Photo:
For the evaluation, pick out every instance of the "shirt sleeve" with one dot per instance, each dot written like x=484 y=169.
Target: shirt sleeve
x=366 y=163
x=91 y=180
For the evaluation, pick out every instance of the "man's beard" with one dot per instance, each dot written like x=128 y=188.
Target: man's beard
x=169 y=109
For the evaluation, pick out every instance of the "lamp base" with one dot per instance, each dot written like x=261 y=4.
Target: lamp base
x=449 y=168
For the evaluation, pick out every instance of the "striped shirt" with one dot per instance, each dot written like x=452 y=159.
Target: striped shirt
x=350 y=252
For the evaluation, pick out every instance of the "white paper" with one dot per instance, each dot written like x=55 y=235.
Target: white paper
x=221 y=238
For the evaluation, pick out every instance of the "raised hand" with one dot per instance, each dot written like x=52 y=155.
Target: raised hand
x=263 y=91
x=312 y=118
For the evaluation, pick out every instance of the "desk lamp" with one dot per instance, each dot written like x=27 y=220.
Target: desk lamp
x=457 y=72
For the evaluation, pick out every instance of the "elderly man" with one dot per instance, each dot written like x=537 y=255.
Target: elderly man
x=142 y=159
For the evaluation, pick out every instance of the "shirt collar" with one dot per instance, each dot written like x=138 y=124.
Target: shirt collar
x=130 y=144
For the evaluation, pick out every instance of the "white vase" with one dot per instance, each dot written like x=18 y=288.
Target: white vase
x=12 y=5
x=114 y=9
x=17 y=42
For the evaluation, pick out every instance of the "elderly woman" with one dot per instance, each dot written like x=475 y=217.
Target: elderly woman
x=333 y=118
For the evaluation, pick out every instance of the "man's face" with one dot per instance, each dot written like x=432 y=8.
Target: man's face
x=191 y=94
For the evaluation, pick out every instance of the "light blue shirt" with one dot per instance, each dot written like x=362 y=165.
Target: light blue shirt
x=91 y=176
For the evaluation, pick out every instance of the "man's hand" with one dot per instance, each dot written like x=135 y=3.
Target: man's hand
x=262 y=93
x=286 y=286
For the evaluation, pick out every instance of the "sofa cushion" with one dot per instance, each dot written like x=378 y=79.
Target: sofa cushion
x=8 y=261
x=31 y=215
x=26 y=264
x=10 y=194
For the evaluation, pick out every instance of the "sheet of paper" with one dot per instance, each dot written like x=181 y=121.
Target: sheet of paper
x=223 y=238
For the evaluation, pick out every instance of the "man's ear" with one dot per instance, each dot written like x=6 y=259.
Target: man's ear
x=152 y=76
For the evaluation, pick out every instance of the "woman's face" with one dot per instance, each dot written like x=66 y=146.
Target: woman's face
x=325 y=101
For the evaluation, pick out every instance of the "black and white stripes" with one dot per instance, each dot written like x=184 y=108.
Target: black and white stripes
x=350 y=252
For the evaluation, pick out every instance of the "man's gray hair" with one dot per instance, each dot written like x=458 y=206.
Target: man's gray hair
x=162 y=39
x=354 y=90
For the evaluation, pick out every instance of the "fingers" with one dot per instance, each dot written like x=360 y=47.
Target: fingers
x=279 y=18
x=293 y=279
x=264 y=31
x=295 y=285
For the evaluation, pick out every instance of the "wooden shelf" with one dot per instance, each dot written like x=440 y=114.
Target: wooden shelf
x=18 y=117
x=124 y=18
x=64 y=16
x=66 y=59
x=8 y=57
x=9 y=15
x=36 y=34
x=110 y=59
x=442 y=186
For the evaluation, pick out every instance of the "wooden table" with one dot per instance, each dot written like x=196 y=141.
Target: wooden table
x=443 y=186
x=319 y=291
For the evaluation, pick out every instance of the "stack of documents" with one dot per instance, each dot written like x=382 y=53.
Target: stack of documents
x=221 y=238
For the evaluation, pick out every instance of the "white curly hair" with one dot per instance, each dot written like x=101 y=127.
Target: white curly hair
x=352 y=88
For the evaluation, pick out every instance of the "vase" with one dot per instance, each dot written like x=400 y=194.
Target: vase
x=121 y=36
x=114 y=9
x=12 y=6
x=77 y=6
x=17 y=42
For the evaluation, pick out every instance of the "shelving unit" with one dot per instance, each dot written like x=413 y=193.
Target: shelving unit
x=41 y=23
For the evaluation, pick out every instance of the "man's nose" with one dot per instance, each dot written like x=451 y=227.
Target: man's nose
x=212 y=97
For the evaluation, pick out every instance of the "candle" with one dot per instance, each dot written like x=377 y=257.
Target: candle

────────

• The exercise:
Copy out the lines starting at the one containing "like x=66 y=146." and ending at the one containing "x=295 y=285", shifting every answer coordinate by adding 142 to both its x and y numbers. Leave every other line and the sample coordinates after "written like" unchanged.

• Written solution:
For the evaluation, pick out every instance of the "woman's face" with one dot per instance, each dot written like x=66 y=146.
Target: woman's face
x=467 y=243
For the evaluation, pick out every instance of the "black and white stripes" with one dot per instance, each dot written like x=184 y=108.
Target: black and white stripes
x=492 y=394
For the evaluation, pick out every instance of the "man's gray hair" with one dot per instance, each dot written like x=458 y=206.
Target: man's gray hair
x=304 y=181
x=496 y=232
For the evaluation, pick out every instance of the "fingers" with one dot per instance, each dot written like x=360 y=47.
Target: fingers
x=421 y=160
x=435 y=421
x=406 y=173
x=437 y=427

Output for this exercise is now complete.